→ Extrait du texte
━━━━━━━━━━━━━━━━━━━━

# Panne PowerMac 7600 (bouton power)



## zaybacker (23 Juillet 2005)

Mon tout nouveau mais vieux power mac 7600 refuse de demarrer, la cause, le bouton power interne est casser, un ptit morceau noir de la taille d'un cavalier s'est detacher de son arceau de metal!!! Comment faire pour reparer? merci


----------



## xanadu (24 Juillet 2005)

zaybacker a dit:
			
		

> Mon tout nouveau mais vieux power mac 7600 refuse de demarrer, la cause, le bouton power interne est casser, un ptit morceau noir de la taille d'un cavalier s'est detacher de son arceau de metal!!! Comment faire pour reparer? merci


Bonjour 
C'est un modèle (de 1996) qui aura bientôt 10 ans 
Réparer peut-être ! mais il y a moyen de bricoler quelque chose ....
Voir un atelier "électronique" et pas spécialement du côté Apple
As-tu déjà tenté de trouver une astuce ?
Ou peut être trouver la même machine (hors services) rien que pour avoir la pièce en question.
Pourquoi pas une petite annonce ou bien même parmi les users mac...

━━━━━━━━━━━━━━━━━━━━

→ Matériel fourni
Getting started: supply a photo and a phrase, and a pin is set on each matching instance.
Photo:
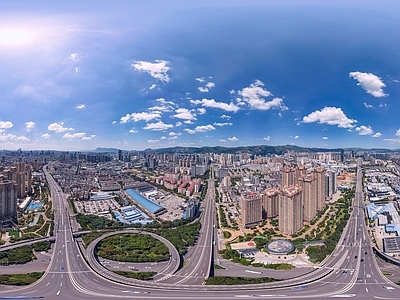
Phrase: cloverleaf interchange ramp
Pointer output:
(80, 281)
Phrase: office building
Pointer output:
(270, 203)
(251, 210)
(290, 210)
(308, 185)
(319, 174)
(288, 176)
(8, 204)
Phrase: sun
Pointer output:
(16, 36)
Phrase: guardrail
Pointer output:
(26, 242)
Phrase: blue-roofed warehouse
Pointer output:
(148, 205)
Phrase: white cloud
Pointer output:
(22, 138)
(213, 104)
(9, 136)
(81, 135)
(207, 87)
(364, 130)
(203, 128)
(58, 127)
(378, 134)
(201, 111)
(330, 116)
(174, 134)
(88, 137)
(223, 124)
(6, 124)
(254, 96)
(185, 114)
(142, 116)
(368, 105)
(371, 83)
(210, 85)
(163, 101)
(157, 69)
(29, 125)
(158, 126)
(75, 57)
(203, 89)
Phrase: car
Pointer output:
(301, 287)
(388, 287)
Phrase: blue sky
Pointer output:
(134, 75)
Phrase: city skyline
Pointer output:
(77, 76)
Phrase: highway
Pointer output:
(351, 271)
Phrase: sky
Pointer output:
(77, 75)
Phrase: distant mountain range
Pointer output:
(255, 150)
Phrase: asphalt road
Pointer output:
(348, 272)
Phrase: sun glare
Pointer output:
(16, 36)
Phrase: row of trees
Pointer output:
(133, 248)
(224, 280)
(336, 226)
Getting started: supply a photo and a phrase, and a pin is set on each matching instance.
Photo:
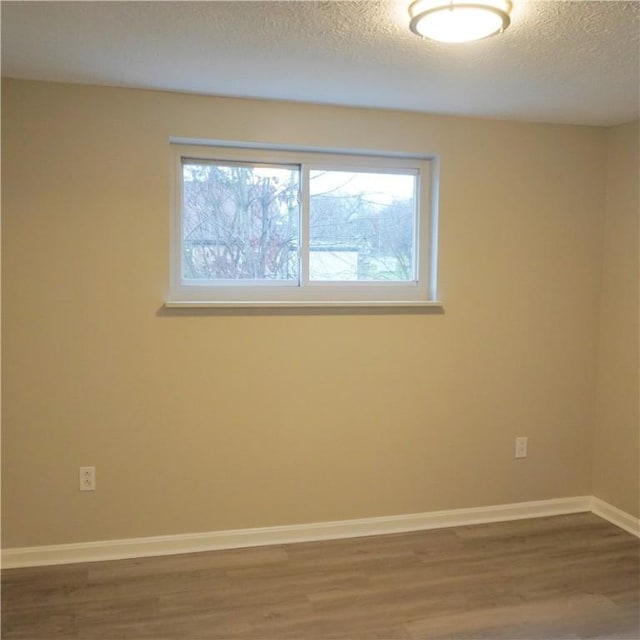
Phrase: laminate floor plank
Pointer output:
(565, 577)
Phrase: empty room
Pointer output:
(320, 320)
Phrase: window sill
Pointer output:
(196, 304)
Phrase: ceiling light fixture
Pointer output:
(459, 21)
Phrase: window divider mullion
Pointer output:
(305, 217)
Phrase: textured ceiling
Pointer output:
(567, 62)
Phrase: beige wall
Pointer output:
(617, 438)
(200, 421)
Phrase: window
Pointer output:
(263, 226)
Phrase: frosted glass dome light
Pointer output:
(456, 21)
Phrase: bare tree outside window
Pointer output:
(362, 226)
(240, 222)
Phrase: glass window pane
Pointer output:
(240, 222)
(362, 226)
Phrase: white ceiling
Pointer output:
(560, 61)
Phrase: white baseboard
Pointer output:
(233, 539)
(616, 516)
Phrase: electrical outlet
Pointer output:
(87, 478)
(521, 447)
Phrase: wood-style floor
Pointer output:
(565, 577)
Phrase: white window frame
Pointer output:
(421, 292)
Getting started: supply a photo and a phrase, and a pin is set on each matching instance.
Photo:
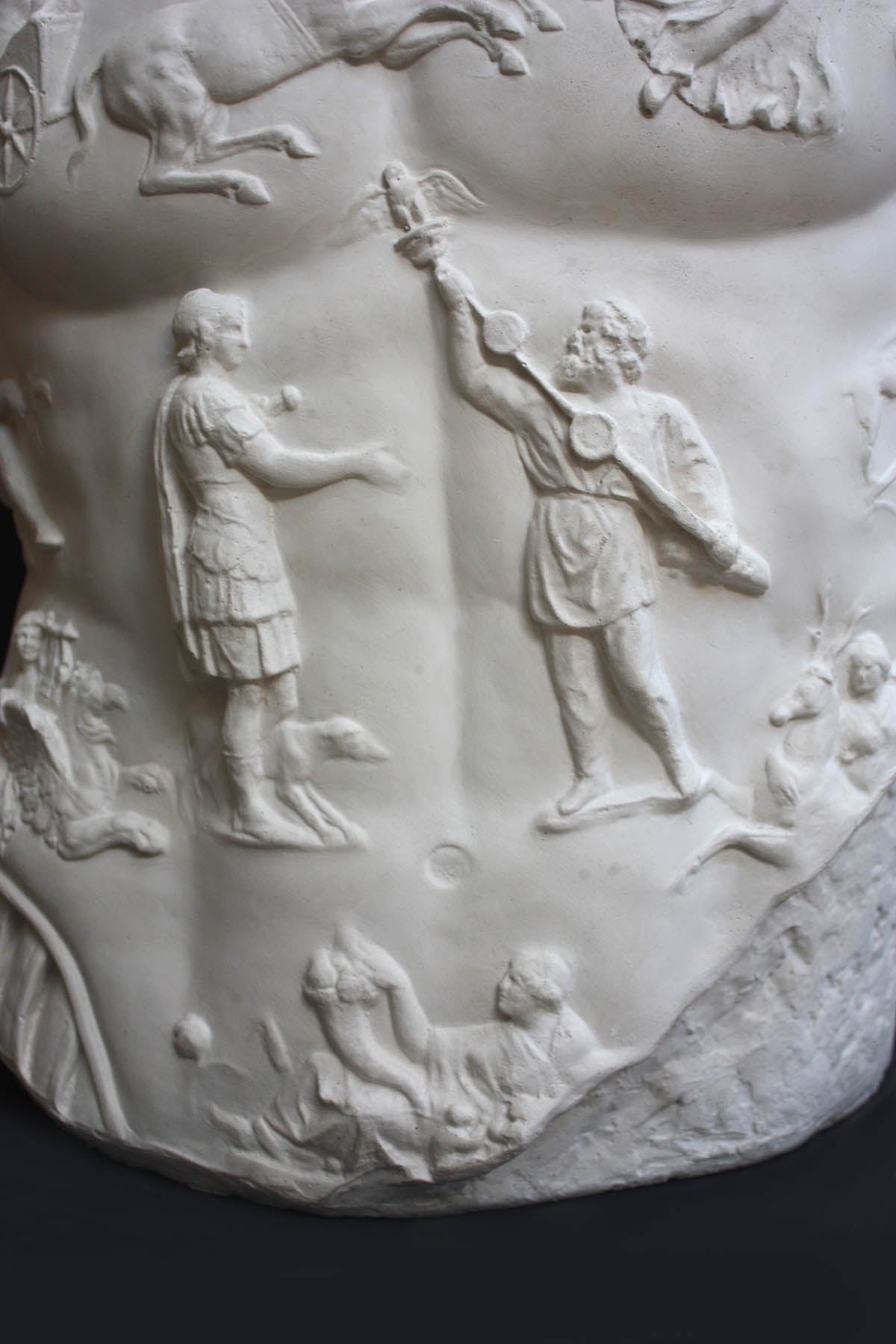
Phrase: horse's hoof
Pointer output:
(656, 94)
(503, 25)
(300, 147)
(151, 843)
(512, 63)
(253, 193)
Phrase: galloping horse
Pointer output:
(172, 74)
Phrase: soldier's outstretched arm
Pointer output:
(492, 389)
(302, 470)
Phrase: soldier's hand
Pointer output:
(379, 467)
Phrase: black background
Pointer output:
(797, 1249)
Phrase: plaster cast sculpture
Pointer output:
(406, 918)
(60, 771)
(742, 62)
(230, 594)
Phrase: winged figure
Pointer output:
(60, 772)
(405, 202)
(742, 62)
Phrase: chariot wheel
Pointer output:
(19, 128)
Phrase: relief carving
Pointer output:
(601, 456)
(839, 726)
(173, 74)
(60, 771)
(19, 448)
(742, 62)
(233, 603)
(398, 1092)
(34, 72)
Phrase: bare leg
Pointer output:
(167, 175)
(630, 650)
(218, 144)
(243, 757)
(19, 488)
(777, 848)
(82, 838)
(541, 15)
(576, 682)
(364, 33)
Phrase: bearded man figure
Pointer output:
(588, 569)
(231, 596)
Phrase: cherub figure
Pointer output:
(868, 721)
(406, 202)
(233, 603)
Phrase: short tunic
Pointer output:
(240, 608)
(588, 561)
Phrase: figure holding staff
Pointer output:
(598, 467)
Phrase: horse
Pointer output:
(63, 774)
(173, 73)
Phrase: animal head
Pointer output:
(809, 698)
(817, 685)
(90, 698)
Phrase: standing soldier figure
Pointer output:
(588, 570)
(230, 591)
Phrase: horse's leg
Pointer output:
(418, 42)
(215, 143)
(354, 833)
(166, 172)
(765, 844)
(361, 34)
(82, 838)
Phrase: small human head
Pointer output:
(394, 174)
(193, 1038)
(28, 636)
(210, 327)
(536, 981)
(868, 665)
(608, 349)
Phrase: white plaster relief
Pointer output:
(60, 774)
(217, 457)
(49, 1031)
(415, 611)
(793, 1034)
(742, 62)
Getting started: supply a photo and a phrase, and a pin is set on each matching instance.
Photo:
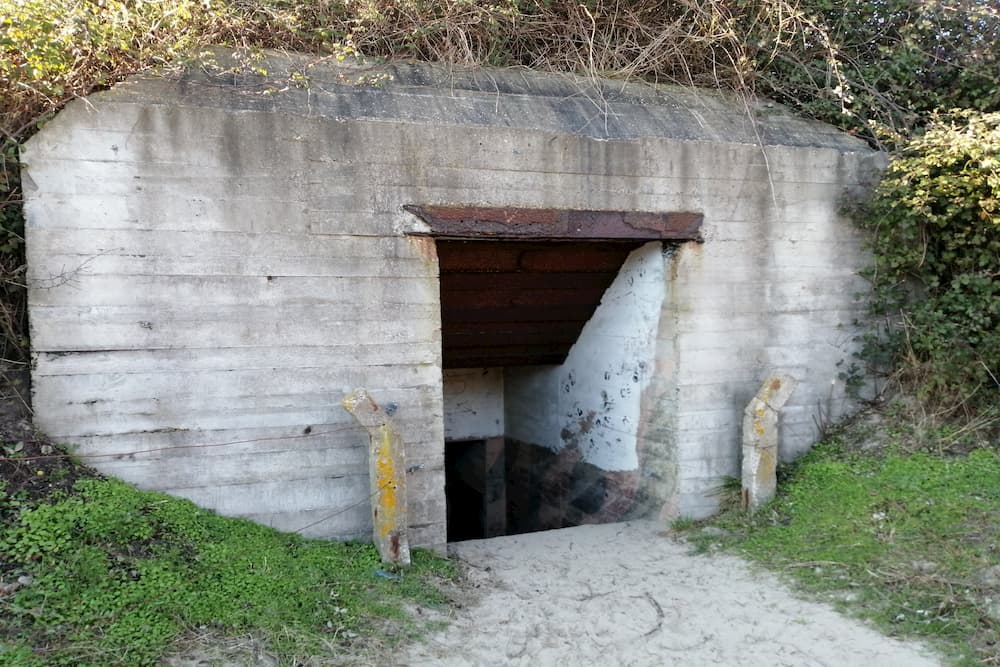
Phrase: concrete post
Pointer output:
(760, 440)
(387, 471)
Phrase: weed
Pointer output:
(118, 574)
(907, 538)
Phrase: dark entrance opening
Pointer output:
(518, 287)
(464, 489)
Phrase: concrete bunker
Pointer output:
(241, 259)
(549, 322)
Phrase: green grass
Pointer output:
(905, 539)
(119, 574)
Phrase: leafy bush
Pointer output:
(935, 224)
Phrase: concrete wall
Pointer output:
(473, 403)
(592, 401)
(211, 269)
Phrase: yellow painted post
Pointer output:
(387, 472)
(760, 441)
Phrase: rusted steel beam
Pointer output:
(469, 222)
(387, 471)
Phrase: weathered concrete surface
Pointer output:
(624, 594)
(760, 441)
(473, 403)
(209, 265)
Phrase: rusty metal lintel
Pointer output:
(467, 222)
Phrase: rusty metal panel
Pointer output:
(518, 303)
(469, 222)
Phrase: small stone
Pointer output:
(989, 577)
(845, 596)
(715, 531)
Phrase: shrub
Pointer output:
(935, 224)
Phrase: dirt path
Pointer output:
(623, 594)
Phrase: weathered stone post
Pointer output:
(760, 440)
(387, 471)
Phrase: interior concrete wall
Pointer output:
(592, 402)
(211, 269)
(473, 403)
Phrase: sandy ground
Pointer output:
(625, 594)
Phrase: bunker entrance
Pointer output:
(548, 324)
(511, 311)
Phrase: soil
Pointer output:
(622, 594)
(630, 594)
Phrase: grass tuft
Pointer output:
(110, 575)
(907, 538)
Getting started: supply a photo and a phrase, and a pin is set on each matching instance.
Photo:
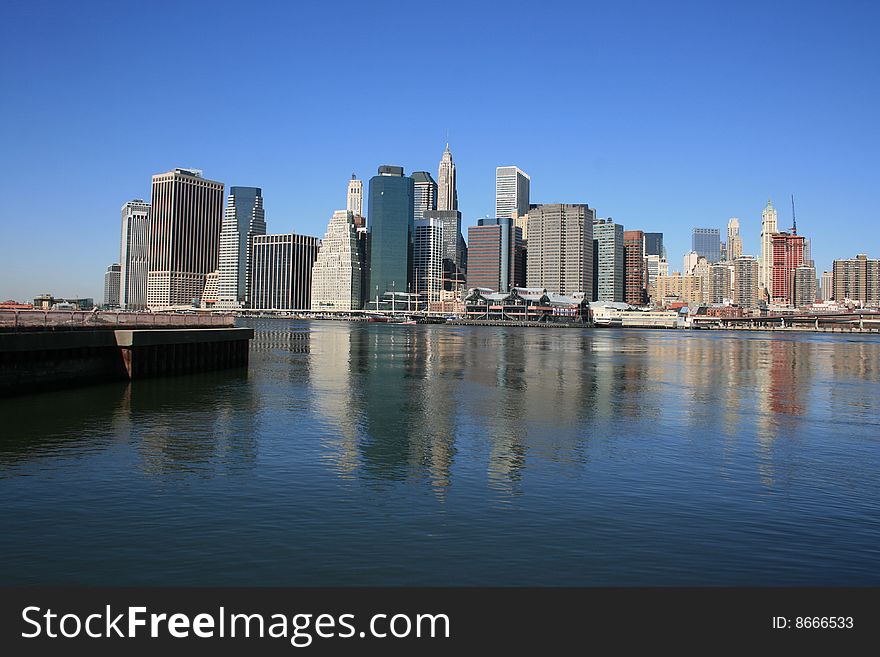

━━━━━━━━━━━━━━━━━━━━

Recopiez le passage du fil de discussion sur la panne du PowerMac 7600 en commençant à « # Panne PowerMac » et en terminant à « (24 Juillet 2005) », en substituant « support » à « arceau ».

# Panne PowerMac 7600 (bouton power)



## zaybacker (23 Juillet 2005)

Mon tout nouveau mais vieux power mac 7600 refuse de demarrer, la cause, le bouton power interne est casser, un ptit morceau noir de la taille d'un cavalier s'est detacher de son support de metal!!! Comment faire pour reparer? merci


----------



## xanadu (24 Juillet 2005)